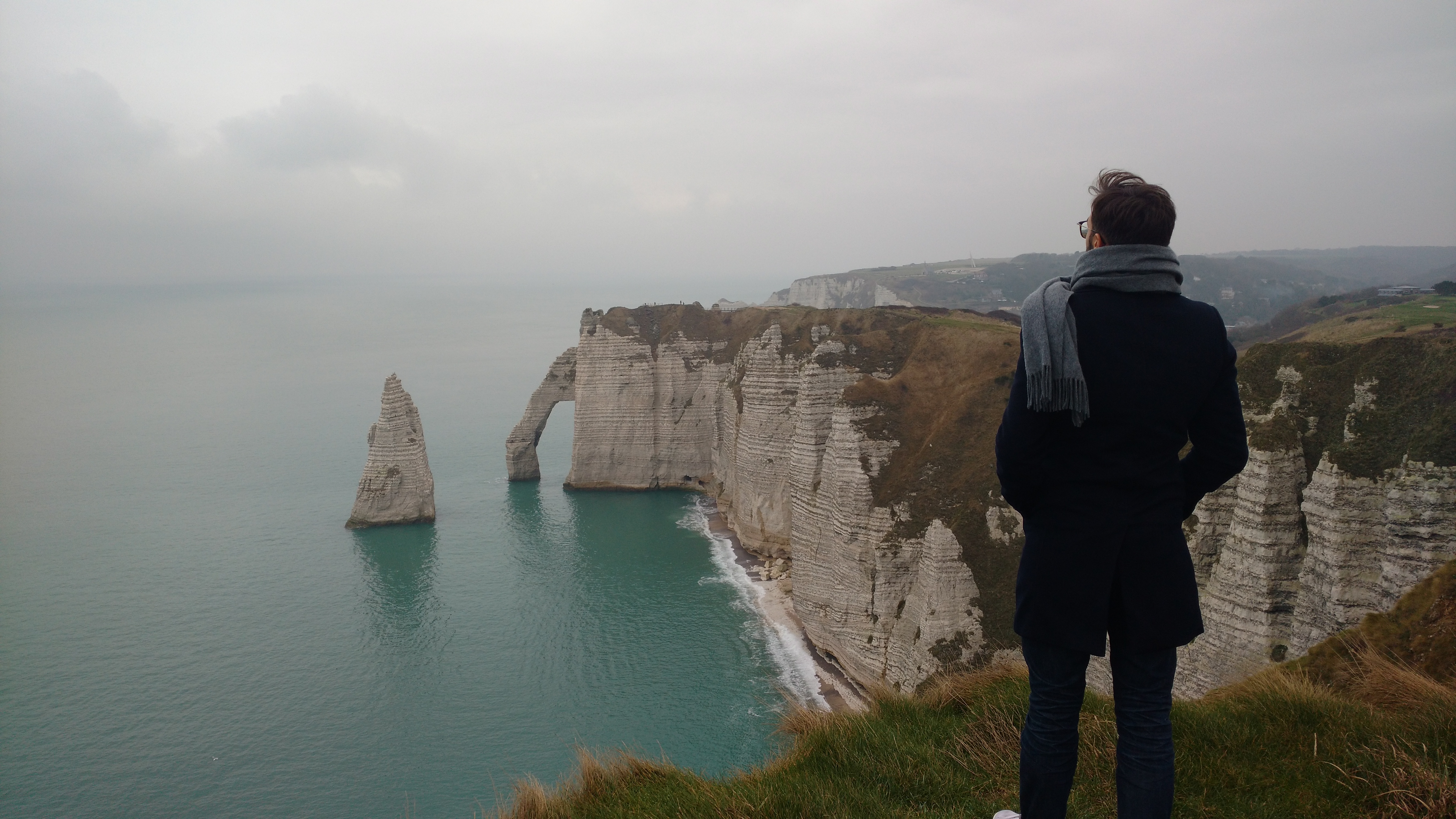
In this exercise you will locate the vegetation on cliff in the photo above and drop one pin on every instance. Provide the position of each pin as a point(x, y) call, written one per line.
point(1406, 403)
point(1355, 732)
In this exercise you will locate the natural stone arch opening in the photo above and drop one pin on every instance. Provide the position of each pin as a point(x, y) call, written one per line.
point(520, 447)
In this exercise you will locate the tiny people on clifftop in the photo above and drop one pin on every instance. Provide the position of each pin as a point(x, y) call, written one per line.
point(1119, 372)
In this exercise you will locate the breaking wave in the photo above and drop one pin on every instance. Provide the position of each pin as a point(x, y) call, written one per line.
point(788, 652)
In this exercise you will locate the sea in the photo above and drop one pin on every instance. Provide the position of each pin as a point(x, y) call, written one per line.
point(187, 629)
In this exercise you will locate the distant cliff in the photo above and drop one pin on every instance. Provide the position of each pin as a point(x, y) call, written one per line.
point(852, 442)
point(1347, 502)
point(858, 444)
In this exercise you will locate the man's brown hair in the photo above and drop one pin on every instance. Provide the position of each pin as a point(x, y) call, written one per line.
point(1126, 210)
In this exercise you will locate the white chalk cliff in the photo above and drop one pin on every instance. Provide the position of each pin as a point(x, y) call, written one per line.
point(759, 410)
point(397, 486)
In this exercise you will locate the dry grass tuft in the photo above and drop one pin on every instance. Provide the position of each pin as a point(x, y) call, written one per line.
point(529, 801)
point(597, 776)
point(967, 687)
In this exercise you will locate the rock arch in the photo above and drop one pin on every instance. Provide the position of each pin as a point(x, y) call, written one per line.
point(520, 447)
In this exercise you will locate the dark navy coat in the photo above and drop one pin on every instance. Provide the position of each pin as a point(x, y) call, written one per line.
point(1104, 503)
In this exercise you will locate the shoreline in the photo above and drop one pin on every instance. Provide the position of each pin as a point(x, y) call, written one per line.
point(777, 607)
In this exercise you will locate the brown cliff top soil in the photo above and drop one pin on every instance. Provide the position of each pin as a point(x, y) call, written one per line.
point(950, 377)
point(1419, 632)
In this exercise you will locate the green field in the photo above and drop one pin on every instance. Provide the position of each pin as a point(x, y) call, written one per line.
point(1363, 728)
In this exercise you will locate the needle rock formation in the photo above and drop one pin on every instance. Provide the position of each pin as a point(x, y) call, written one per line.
point(397, 486)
^^^^^^^^
- GOAL: Return, word for word, each line from the line that contains "In this exercise you will locate the green" to the end of the listing above; include both end lines and nothing else.

- OUTPUT FOR THIS EXERCISE:
In this exercise you will locate the green field in the photo above and drop one pin on every instance. Provide the position of each pin as a point(x, y) call, written one per line.
point(1363, 728)
In this exercise you will locate the needle rock formation in the photo above and drop one pin on every instance. Provide the position of each pin as a point(x, y) call, written one per line.
point(397, 486)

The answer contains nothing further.